When a young person asked Interior Secretary Jewell about wolves in a public forum in June 2013, Jewell replied, “[The removal of Endangered Species Act protections] is not something I actually have a choice [sic]. It’s about science and you do what the science says.” See the video here: http://www.endangered.org/its-about-science/.
The group Kids 4 Wolves followed that with their own amazing video, http://www.endangered.org/kids-to-secretary-jewell-follow-the-science/. The video features children from across the country urging Sec. Jewell to follow the science and keep wolves protected under the Endangered Species Act.
The independent scientific peer review released in early February was commissioned by the U.S. Fish and Wildlife Service and conducted by the National Center for Ecological Analysis and Synthesis. The panel of independent scientists concluded unanimously that FWS’s national wolf delisting rule does not currently represent the “best available science.” In light of these findings, FWS’s proposed delisting rule contravenes the Endangered Species Act, which mandates that protection decisions must be based on the best available science.

DATA TO EXAMINE:
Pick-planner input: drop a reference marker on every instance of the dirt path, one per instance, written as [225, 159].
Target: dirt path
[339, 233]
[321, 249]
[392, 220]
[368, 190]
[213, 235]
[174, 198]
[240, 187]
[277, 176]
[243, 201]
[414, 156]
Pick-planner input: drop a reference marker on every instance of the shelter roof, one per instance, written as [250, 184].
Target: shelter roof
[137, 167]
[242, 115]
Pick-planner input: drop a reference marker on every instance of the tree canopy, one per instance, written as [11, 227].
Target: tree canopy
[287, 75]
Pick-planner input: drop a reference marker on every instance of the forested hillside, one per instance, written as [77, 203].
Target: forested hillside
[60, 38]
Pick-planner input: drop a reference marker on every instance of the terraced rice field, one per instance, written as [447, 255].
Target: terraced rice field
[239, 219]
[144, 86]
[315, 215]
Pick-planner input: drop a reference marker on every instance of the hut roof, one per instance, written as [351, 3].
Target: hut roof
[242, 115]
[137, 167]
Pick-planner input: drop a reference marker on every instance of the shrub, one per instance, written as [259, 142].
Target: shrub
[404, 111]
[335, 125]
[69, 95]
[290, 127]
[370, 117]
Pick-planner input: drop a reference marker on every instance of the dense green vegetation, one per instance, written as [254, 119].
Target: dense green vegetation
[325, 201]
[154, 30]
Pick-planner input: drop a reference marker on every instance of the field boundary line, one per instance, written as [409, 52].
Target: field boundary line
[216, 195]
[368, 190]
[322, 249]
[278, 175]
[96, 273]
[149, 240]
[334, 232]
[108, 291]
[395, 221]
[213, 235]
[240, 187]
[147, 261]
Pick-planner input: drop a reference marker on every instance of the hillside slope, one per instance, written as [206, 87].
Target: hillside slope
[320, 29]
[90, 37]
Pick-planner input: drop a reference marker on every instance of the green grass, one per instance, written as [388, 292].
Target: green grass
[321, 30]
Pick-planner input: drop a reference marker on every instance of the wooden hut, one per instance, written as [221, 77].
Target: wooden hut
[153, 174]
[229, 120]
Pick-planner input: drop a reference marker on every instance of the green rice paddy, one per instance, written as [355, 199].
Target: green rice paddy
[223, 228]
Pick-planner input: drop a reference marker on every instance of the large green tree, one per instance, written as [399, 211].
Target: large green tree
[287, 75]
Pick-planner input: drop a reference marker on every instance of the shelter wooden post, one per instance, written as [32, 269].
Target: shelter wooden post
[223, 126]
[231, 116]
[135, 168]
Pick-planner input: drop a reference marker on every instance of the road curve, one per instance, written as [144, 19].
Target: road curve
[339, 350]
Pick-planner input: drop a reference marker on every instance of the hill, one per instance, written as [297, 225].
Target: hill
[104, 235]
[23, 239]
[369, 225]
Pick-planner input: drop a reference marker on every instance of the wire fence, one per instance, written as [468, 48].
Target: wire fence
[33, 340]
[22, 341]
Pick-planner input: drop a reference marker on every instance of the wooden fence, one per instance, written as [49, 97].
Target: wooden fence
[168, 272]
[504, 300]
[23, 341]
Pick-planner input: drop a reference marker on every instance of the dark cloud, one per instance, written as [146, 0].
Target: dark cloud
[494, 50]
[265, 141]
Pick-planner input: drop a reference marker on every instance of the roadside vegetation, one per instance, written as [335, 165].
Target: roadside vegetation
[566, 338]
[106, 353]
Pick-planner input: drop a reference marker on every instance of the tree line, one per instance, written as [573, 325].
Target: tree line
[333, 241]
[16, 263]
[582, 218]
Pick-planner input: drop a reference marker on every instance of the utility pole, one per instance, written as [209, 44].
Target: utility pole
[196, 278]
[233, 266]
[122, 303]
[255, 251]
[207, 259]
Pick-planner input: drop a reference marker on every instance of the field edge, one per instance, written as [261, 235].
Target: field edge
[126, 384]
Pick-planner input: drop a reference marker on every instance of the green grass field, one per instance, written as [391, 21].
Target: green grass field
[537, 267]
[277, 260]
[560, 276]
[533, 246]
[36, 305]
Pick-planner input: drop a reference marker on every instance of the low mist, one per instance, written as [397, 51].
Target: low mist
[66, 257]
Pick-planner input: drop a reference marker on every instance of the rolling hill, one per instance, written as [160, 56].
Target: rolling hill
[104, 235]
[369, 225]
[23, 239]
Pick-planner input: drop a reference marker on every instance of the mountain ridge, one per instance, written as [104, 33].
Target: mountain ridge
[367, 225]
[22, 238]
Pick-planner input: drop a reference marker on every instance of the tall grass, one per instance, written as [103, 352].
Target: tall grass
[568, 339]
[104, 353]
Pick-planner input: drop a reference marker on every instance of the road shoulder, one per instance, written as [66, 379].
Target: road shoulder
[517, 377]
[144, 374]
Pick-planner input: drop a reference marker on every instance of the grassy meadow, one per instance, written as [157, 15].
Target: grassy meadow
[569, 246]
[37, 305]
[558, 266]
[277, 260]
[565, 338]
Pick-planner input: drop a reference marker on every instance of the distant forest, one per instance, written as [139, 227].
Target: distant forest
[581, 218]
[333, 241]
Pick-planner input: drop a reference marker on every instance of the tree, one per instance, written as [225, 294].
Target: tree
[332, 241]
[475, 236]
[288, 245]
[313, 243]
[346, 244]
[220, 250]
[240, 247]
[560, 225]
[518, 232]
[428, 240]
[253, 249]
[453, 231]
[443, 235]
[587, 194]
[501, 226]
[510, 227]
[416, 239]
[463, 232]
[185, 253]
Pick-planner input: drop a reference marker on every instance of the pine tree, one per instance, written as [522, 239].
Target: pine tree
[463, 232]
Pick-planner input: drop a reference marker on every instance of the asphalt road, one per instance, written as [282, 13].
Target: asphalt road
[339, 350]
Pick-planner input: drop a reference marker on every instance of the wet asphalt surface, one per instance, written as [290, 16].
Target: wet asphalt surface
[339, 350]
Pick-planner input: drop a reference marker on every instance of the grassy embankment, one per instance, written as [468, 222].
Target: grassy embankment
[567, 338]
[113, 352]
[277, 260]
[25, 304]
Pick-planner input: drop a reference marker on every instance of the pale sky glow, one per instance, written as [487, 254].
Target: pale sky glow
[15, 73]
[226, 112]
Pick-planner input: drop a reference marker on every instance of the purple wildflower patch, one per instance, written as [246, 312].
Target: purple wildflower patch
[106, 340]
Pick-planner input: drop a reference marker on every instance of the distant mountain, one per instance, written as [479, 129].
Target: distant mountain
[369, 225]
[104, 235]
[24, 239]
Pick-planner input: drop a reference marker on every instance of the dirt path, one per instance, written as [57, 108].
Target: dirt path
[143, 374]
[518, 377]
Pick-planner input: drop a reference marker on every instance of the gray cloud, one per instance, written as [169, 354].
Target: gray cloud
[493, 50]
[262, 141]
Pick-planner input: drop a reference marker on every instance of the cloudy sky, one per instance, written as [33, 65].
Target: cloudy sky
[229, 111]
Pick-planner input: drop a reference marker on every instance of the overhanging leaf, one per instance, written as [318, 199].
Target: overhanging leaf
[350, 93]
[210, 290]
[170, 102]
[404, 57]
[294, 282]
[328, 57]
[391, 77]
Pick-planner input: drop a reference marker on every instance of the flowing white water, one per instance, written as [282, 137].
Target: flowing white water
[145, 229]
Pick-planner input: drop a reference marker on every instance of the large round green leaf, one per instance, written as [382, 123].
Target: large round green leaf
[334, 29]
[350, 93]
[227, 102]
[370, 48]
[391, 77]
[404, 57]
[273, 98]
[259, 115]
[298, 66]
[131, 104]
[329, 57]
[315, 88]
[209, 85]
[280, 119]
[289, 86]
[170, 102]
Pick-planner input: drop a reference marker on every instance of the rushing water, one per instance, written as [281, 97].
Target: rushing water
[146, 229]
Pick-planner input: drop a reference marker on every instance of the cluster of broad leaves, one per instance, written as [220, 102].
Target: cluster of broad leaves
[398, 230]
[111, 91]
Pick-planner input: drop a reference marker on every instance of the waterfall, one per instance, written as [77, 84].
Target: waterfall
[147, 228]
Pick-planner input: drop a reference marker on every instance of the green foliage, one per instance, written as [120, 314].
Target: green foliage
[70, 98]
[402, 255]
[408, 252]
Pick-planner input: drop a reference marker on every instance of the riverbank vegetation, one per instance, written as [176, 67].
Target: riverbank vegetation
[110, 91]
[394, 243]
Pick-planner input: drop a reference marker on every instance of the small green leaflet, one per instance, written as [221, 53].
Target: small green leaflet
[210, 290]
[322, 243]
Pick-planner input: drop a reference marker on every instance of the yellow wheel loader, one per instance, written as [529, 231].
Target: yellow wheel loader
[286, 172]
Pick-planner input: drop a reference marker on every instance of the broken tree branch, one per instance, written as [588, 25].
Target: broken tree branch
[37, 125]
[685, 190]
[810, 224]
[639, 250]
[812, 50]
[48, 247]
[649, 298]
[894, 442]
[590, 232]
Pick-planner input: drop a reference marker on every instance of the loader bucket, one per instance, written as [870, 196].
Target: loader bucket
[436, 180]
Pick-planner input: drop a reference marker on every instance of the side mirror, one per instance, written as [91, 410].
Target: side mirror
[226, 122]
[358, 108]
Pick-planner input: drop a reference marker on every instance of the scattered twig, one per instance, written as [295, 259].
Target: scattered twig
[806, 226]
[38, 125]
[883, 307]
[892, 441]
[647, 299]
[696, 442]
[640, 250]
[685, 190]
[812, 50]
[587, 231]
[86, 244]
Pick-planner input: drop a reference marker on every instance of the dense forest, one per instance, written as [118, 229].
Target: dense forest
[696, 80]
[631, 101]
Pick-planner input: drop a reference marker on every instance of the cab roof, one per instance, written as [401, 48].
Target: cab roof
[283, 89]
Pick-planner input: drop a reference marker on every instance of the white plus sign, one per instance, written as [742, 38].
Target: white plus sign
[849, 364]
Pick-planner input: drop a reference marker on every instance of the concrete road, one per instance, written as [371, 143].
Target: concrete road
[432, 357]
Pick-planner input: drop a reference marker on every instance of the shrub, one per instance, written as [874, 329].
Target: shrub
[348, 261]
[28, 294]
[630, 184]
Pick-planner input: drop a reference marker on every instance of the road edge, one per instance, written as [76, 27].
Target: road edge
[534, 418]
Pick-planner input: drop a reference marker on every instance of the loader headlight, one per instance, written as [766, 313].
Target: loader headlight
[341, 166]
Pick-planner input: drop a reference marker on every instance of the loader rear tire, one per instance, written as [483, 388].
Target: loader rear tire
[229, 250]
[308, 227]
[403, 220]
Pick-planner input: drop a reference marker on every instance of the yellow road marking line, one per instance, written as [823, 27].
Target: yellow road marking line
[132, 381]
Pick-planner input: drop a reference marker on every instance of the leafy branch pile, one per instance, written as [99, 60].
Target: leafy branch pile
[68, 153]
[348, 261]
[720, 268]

WHAT THIS EXERCISE ASKS:
A: In the text on wolf protections, which organization conducted the independent scientific peer review released in early February?
B: Return, word for word, the part of the text on wolf protections starting at "When a young" and ending at "Endangered Species Act.".

SOLUTIONS TO EACH TASK:
A: The National Center for Ecological Analysis and Synthesis conducted it.

B:
When a young person asked Interior Secretary Jewell about wolves in a public forum in June 2013, Jewell replied, “[The removal of Endangered Species Act protections] is not something I actually have a choice [sic]. It’s about science and you do what the science says.” See the video here: http://www.endangered.org/its-about-science/.
The group Kids 4 Wolves followed that with their own amazing video, http://www.endangered.org/kids-to-secretary-jewell-follow-the-science/. The video features children from across the country urging Sec. Jewell to follow the science and keep wolves protected under the Endangered Species Act.